WHAT IS BEING ASKED: Please repeat all of the lines that follow, exactly as written.

Object pointing dataset rows:
"""

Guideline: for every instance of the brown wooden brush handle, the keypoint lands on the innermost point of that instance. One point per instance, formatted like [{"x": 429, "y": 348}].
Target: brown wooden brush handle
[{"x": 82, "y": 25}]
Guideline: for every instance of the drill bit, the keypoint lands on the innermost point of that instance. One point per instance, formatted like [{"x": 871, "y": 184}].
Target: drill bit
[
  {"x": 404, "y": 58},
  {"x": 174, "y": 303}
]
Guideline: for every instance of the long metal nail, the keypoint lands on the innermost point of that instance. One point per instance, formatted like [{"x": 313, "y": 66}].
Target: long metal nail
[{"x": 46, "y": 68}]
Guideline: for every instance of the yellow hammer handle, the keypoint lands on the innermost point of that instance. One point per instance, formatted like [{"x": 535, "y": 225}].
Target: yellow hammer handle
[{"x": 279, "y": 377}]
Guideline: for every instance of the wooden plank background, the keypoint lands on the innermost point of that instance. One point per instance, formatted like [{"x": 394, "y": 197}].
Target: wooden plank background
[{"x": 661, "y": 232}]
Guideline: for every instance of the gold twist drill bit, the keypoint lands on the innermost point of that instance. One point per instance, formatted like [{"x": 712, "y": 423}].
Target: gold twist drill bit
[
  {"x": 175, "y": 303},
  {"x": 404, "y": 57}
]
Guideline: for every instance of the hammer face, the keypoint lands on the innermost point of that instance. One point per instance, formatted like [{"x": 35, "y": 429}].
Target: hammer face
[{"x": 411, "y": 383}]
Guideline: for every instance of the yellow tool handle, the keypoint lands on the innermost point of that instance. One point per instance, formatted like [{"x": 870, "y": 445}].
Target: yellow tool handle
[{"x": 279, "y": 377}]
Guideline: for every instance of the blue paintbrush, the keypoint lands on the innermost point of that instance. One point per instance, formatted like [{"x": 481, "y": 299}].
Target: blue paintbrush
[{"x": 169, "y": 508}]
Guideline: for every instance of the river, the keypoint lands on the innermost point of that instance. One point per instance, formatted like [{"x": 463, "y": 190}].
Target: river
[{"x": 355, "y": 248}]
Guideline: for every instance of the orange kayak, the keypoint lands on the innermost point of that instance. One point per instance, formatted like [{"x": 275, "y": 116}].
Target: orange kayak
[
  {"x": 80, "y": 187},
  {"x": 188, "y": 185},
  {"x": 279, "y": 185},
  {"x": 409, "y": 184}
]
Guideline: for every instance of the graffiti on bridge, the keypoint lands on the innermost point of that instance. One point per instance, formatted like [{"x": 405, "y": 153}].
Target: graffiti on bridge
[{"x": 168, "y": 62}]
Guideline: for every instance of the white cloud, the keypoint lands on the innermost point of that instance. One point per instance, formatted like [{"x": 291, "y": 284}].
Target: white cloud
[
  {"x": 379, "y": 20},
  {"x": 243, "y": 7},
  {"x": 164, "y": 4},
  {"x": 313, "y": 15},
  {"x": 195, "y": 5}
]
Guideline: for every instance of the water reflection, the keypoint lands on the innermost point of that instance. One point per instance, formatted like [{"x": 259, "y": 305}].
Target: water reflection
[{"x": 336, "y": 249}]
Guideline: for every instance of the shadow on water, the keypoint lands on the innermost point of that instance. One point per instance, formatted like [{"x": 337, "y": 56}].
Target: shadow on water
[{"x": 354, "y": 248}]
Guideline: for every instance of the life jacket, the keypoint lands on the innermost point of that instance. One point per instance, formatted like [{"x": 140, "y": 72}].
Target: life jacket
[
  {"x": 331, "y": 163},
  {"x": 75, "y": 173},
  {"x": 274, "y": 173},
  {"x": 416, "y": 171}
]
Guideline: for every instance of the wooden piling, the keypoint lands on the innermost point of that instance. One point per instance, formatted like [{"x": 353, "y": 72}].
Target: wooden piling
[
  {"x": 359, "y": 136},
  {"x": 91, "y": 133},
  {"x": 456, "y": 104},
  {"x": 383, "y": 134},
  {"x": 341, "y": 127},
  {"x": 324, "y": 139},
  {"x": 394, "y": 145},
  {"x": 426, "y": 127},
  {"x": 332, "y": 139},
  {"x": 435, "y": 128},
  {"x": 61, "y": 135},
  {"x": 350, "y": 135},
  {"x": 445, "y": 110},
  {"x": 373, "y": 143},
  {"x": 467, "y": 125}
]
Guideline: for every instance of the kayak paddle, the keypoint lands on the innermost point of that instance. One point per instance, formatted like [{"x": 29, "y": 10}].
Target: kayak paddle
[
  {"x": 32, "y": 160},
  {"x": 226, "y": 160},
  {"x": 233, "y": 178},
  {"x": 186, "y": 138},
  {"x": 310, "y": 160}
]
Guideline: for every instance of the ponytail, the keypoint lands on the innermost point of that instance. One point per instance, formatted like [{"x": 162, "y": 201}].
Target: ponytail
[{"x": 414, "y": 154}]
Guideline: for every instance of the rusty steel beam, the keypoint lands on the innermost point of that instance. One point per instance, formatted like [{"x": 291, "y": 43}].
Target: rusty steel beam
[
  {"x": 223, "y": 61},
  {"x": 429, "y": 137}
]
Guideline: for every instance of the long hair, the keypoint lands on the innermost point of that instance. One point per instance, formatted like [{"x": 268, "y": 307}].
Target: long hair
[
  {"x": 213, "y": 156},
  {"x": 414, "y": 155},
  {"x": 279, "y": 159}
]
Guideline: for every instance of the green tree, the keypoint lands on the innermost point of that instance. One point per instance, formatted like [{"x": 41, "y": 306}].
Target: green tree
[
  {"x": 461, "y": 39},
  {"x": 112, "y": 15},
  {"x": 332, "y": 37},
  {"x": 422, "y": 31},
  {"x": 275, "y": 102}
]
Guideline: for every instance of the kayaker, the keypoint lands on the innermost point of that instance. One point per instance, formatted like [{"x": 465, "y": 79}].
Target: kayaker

"""

THE RESULT:
Guideline: for every instance of the brown wooden brush handle, the keypoint lands on the innermost point of that instance. One point per instance, formatted like [{"x": 429, "y": 348}].
Target: brown wooden brush handle
[{"x": 82, "y": 25}]
Guideline: for every instance of the drill bit, the keypoint lands on the innermost point of that instance. One point per instance, formatted like [{"x": 871, "y": 184}].
Target: drill bit
[
  {"x": 404, "y": 58},
  {"x": 174, "y": 303}
]
Guideline: for every instance of the long metal nail, the keypoint lands on the innermost point of that instance. One point per instance, formatted like [{"x": 313, "y": 66}].
Target: long metal nail
[{"x": 46, "y": 68}]
Guideline: for every instance of the yellow hammer handle, the keypoint lands on the innermost point of that instance. One point per instance, formatted like [{"x": 535, "y": 225}].
Target: yellow hammer handle
[{"x": 279, "y": 377}]
Guideline: for every instance of the wooden plank background, the keypoint lands on the innermost point of that instance. One point per instance, formatted like [{"x": 394, "y": 197}].
Target: wooden plank background
[{"x": 661, "y": 232}]
Guideline: for every instance of the gold twist drill bit, the keypoint lands on the innermost point of that instance. One point per instance, formatted like [{"x": 712, "y": 423}].
Target: gold twist drill bit
[
  {"x": 175, "y": 303},
  {"x": 404, "y": 57}
]
Guideline: for every instance of the hammer face, the keypoint lands on the innermost point of that instance. One point per instance, formatted like [{"x": 35, "y": 429}].
Target: hammer face
[{"x": 411, "y": 383}]
Guideline: for every instance of the yellow tool handle, the keypoint lands on the innermost point of that instance. One point per instance, formatted like [{"x": 870, "y": 445}].
Target: yellow tool handle
[{"x": 279, "y": 377}]
Guideline: for every instance of the blue paintbrush, the keypoint lands on the innermost point of that instance. One point per instance, formatted like [{"x": 481, "y": 299}].
Target: blue paintbrush
[{"x": 169, "y": 508}]
Guideline: for every instance of the river, the keypoint lands on the innermost point of that instance. One point per instance, formatted like [{"x": 463, "y": 190}].
Target: river
[{"x": 355, "y": 248}]
Guideline: for every instance of the orange kayak, the keypoint lands on the innermost point of that instance. One point per instance, formatted like [{"x": 275, "y": 116}].
Target: orange kayak
[
  {"x": 80, "y": 187},
  {"x": 188, "y": 185},
  {"x": 279, "y": 185},
  {"x": 409, "y": 184}
]
Guideline: for every instance of the graffiti on bridge, the keypoint lands on the innermost point of that instance. One point per instance, formatted like [{"x": 405, "y": 153}].
Target: graffiti on bridge
[{"x": 168, "y": 62}]
Guideline: for every instance of the white cloud, the keypoint lands on the innermost point of that instance. One point per instance, formatted like [{"x": 291, "y": 284}].
Target: white cloud
[
  {"x": 379, "y": 20},
  {"x": 243, "y": 7},
  {"x": 164, "y": 4},
  {"x": 313, "y": 15},
  {"x": 195, "y": 5}
]
Guideline: for every instance of the water reflection, the keypoint lands on the innermost point of that instance. One point per instance, formatted like [{"x": 259, "y": 305}].
Target: water reflection
[{"x": 336, "y": 249}]
Guideline: for every instance of the shadow on water, the keypoint lands on the innermost point of that instance. One point per instance, formatted like [{"x": 337, "y": 56}].
Target: shadow on water
[{"x": 354, "y": 248}]
Guideline: for every instance of the life jacket, the keypoint lands on the innermost point of that instance. One point per instance, formatted like [{"x": 140, "y": 72}].
Target: life jacket
[
  {"x": 331, "y": 163},
  {"x": 75, "y": 173},
  {"x": 274, "y": 173},
  {"x": 416, "y": 171}
]
Guideline: for every instance of the wooden piling, the keypoint lands on the innermost point of that instance. One point per instance, formatted like [{"x": 353, "y": 72}].
Target: wooden piling
[
  {"x": 359, "y": 136},
  {"x": 91, "y": 133},
  {"x": 456, "y": 104},
  {"x": 383, "y": 134},
  {"x": 341, "y": 127},
  {"x": 324, "y": 139},
  {"x": 394, "y": 145},
  {"x": 426, "y": 127},
  {"x": 332, "y": 139},
  {"x": 435, "y": 128},
  {"x": 61, "y": 135},
  {"x": 350, "y": 135},
  {"x": 445, "y": 110},
  {"x": 373, "y": 143},
  {"x": 467, "y": 125}
]
Guideline: for every instance of the kayak paddle, the keypoint lands on the innermost point of that instance. One point per instance, formatted like [{"x": 29, "y": 10}].
Target: kayak paddle
[
  {"x": 32, "y": 160},
  {"x": 226, "y": 160},
  {"x": 233, "y": 178},
  {"x": 186, "y": 138},
  {"x": 310, "y": 160}
]
Guideline: for every instance of the ponytail, the keypoint lands on the innermost point of that instance. One point per instance, formatted like [{"x": 162, "y": 201}].
Target: ponytail
[{"x": 414, "y": 154}]
Guideline: for every instance of the rusty steel beam, the keypoint lands on the innermost point of that instance. One point per instance, formatted like [{"x": 291, "y": 43}].
Target: rusty steel beam
[
  {"x": 223, "y": 61},
  {"x": 429, "y": 137}
]
Guideline: for every instance of the long hair, the keypoint lands on the innermost point of that instance. One point per instance, formatted like [{"x": 268, "y": 307}].
Target: long hair
[
  {"x": 213, "y": 156},
  {"x": 414, "y": 155},
  {"x": 279, "y": 159}
]
Guideline: for every instance of the green tree, the keypoint lands on the innermost point of that instance. One point per instance, formatted like [{"x": 41, "y": 306}].
Target: green tree
[
  {"x": 461, "y": 39},
  {"x": 112, "y": 15},
  {"x": 332, "y": 37},
  {"x": 422, "y": 31},
  {"x": 275, "y": 102}
]
Guideline: for every instance of the kayaker, the keypoint lands on the innermost point of that instance. One point per instance, formatted like [{"x": 465, "y": 79}].
Target: kayaker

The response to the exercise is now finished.